→ WHAT YOU NEED TO DO: All entries should be output exactly as they stand.

**** SUPPLIED ENTRIES ****

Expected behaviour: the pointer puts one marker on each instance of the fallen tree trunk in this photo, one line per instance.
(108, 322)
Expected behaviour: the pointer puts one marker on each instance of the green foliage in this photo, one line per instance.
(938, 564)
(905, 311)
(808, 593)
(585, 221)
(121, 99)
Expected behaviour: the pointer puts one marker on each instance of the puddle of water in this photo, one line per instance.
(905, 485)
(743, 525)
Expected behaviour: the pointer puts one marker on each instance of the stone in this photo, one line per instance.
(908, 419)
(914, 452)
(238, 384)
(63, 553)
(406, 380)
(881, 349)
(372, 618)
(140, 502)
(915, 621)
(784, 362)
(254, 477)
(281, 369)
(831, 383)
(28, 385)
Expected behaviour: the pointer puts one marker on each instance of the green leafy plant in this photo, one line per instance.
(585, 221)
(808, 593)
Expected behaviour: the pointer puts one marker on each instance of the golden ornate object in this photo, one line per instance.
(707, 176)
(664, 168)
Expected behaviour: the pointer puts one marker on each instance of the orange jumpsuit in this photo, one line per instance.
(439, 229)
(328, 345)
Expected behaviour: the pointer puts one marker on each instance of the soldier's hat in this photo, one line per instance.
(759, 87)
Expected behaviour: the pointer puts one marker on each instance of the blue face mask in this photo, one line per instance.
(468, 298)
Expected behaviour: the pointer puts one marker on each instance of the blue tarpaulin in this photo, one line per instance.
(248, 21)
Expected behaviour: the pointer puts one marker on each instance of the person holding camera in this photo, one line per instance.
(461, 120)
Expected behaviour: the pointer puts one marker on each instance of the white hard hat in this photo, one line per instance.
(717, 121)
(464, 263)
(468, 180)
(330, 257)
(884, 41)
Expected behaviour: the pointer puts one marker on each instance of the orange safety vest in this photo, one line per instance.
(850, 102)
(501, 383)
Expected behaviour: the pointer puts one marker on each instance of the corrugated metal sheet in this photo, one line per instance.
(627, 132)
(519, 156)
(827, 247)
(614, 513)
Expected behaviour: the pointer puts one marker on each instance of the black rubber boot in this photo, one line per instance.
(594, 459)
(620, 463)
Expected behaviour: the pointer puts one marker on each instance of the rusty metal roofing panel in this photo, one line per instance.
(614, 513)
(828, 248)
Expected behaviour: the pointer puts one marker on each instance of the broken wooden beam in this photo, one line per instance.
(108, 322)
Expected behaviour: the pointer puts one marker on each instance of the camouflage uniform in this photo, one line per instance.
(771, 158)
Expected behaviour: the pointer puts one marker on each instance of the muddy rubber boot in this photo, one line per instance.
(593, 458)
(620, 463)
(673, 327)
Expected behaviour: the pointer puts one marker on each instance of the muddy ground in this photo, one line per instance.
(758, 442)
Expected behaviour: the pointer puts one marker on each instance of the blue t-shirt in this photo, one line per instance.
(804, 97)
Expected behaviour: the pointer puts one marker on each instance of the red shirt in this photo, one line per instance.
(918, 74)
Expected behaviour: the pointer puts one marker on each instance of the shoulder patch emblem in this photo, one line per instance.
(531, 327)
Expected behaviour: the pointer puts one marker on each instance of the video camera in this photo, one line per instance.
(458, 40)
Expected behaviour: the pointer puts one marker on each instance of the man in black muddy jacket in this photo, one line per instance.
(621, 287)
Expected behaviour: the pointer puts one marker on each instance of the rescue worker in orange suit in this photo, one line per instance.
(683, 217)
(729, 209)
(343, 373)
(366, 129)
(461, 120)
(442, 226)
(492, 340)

****

→ EXPECTED OUTPUT:
Expected behaviour: the pointer puts one marker on each instance of the fallen tree trunk in this photo, one line per instance.
(108, 322)
Expected behaviour: the pointer puts one marker on each instance of the green foliage in this photo, one line per instance.
(938, 564)
(905, 311)
(808, 593)
(585, 221)
(121, 99)
Expected behaviour: the pointer puts one marker on each instance of the puddle of water in this photo, one line per instance.
(905, 485)
(743, 525)
Expected behaviour: the pointer puts one marker on each instance of the stone in this photo, one line per instance.
(908, 419)
(914, 452)
(238, 384)
(63, 553)
(406, 380)
(881, 349)
(372, 618)
(140, 502)
(915, 621)
(784, 362)
(254, 477)
(281, 369)
(831, 383)
(28, 385)
Expected behaviour: the pointer puts one marker on each instance of the green leafy plant in this photo, one line per instance.
(585, 221)
(808, 593)
Expected behaviour: the pointer puts one marker on each instance of the golden ornate object in this photo, one line per instance.
(707, 176)
(664, 168)
Expected behaviour: the pointer puts one marker on each instance of the orange jumpsuit in this photo, one line per instance.
(439, 229)
(328, 345)
Expected behaviour: the pointer puts one marker on each instance of the soldier's hat in this photo, one line per instance.
(759, 87)
Expected behaviour: the pointer puts one marker on each instance of the blue face mask in this photo, one line per instance.
(468, 298)
Expected behaviour: the pointer puts one marker on each instance of the blue tarpaulin in this photo, one line per instance.
(248, 21)
Expected behaviour: the pointer puts one marker on each instance of the person holding camera in this photo, one line per instance.
(461, 120)
Expected behaviour: the pointer puts one marker on each instance of the white hard hat in this photo, one line per instance.
(717, 121)
(464, 263)
(468, 180)
(330, 257)
(884, 41)
Expected behaviour: the pointer puts one marker on each instance of the orange safety vest in this photo, one line per instance.
(850, 102)
(501, 383)
Expected behaviour: the pointer puts one marker on each instance of the corrugated metal sheet in this photo, one line per instance.
(627, 132)
(519, 156)
(827, 247)
(614, 513)
Expected behaviour: the pointer puts one marker on each instance of the black rubber boot in this photo, one line per instance.
(594, 459)
(620, 463)
Expected behaviour: the pointer puts one marker on each instance of the rusty metal roofing panel in this photo, one line per instance.
(614, 513)
(828, 248)
Expected behaviour: the pointer puts one marker on each instance of the broken wooden beam in this photo, one line per instance.
(108, 322)
Expected behaviour: the pointer puts one marker on each instance of the camouflage uniform in this photo, one line per instance.
(771, 158)
Expected behaviour: the pointer puts one marker on each instance of the muddy rubber boot in this photo, one line per instance.
(593, 458)
(620, 463)
(673, 327)
Expected behaviour: the pointer puts one marker on each instance of the muddy ground in this photo, one line per instance.
(758, 442)
Expected behaviour: the pointer puts one marker on each instance of the blue t-shirt in this photo, one line per instance.
(804, 97)
Expected behaviour: the pointer puts one marker on each instance of the red shirt in this photo, one line per instance.
(918, 74)
Expected behaviour: the pointer puts one marker on each instance of the shoulder patch emblem in this photo, one line per instance.
(531, 327)
Expected behaviour: the pointer puts one marker on each instance of the video camera in this photo, one line per instance.
(458, 40)
Expected behaviour: the pointer puts one marker on each instance of the man in black muddy jacket in this photo, one line per instance.
(621, 287)
Expected behaviour: the pointer puts one marker on each instance of the rescue worker in orange suit in this photo, one line per instance.
(683, 217)
(729, 209)
(343, 373)
(366, 129)
(461, 120)
(442, 226)
(492, 340)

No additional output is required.